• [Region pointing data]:
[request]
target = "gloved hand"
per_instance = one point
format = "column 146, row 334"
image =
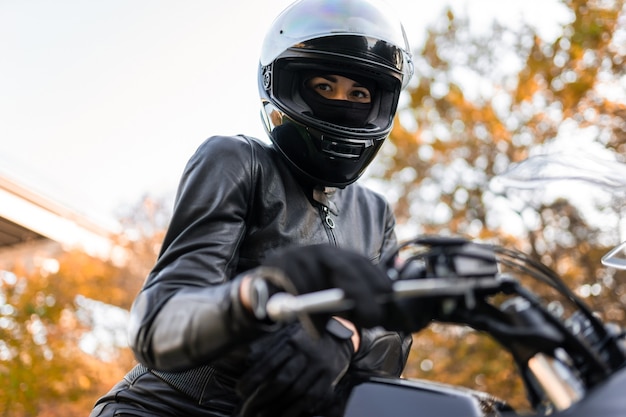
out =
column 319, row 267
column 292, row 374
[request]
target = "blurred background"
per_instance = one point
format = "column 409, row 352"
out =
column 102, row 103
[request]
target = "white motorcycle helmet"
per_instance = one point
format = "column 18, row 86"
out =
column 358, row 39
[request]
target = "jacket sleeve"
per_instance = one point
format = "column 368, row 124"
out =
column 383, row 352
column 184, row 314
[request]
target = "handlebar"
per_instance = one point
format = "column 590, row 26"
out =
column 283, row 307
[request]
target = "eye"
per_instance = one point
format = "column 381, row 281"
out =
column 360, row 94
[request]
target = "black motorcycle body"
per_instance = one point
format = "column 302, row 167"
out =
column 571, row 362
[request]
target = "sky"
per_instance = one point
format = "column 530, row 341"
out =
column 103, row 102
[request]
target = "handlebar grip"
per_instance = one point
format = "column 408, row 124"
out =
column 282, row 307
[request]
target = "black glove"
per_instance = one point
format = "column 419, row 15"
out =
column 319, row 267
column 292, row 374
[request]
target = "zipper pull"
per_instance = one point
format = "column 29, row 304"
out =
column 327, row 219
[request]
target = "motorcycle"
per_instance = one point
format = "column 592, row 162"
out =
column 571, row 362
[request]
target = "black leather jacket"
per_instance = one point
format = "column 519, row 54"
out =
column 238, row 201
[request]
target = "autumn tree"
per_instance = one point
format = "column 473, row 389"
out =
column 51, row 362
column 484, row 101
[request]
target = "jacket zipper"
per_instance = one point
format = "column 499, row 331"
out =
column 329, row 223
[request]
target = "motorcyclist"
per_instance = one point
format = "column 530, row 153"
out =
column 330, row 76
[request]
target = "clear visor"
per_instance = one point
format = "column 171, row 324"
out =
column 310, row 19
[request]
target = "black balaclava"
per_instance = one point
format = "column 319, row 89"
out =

• [WORK TO BE COMPLETED]: Each record above should be returned unchanged, except that the pictures are dropped.

• [RESULT FOR THIS EXERCISE]:
[request]
target = "gloved hand"
per_instance = one point
format = "column 146, row 334"
image =
out =
column 319, row 267
column 292, row 374
[request]
target = "blurred background"
per_instance = one point
format = "column 409, row 352"
out =
column 102, row 103
[request]
target = "white motorcycle helmet"
per_instance = one point
format = "column 18, row 86"
out =
column 358, row 39
[request]
target = "jacket sleeve"
per_instance = one point
format = "column 368, row 124"
out =
column 383, row 352
column 184, row 314
[request]
target = "handlebar"
per_instance = one point
format = "column 590, row 26"
out =
column 283, row 307
[request]
target = "eye"
per_instance = one point
format = "column 381, row 281"
out =
column 360, row 94
[request]
target = "black motorcycle body"
per_instance = one point
format = "column 302, row 167"
out =
column 571, row 362
[request]
target = "sky"
per_instance = one point
format = "column 530, row 341"
out =
column 103, row 102
[request]
target = "handlebar grip"
per_instance = one point
format = "column 408, row 124"
out =
column 282, row 307
[request]
target = "black glove"
per_instance = one point
format = "column 419, row 15"
out =
column 319, row 267
column 292, row 374
[request]
target = "zipper pull"
per_instance = one point
format = "column 29, row 304"
out =
column 327, row 219
[request]
target = "motorcycle"
per_instance = one point
format = "column 592, row 162"
out =
column 571, row 362
[request]
target = "black leather jacket"
per_instance = one point
format = "column 519, row 54"
out =
column 238, row 201
[request]
target = "autumn tree"
per_instance = one point
format = "column 473, row 389"
out =
column 51, row 362
column 484, row 101
[request]
target = "jacket zipper"
per_instance = one point
format = "column 499, row 331"
out =
column 329, row 223
[request]
target = "motorcyclist"
per_instance = one point
format = "column 530, row 153"
out =
column 330, row 76
[request]
target = "clear visor"
per_instance = one point
format = "column 171, row 324"
out =
column 310, row 19
[request]
target = "black balaclava"
per_instance = one point
format = "column 319, row 89"
out =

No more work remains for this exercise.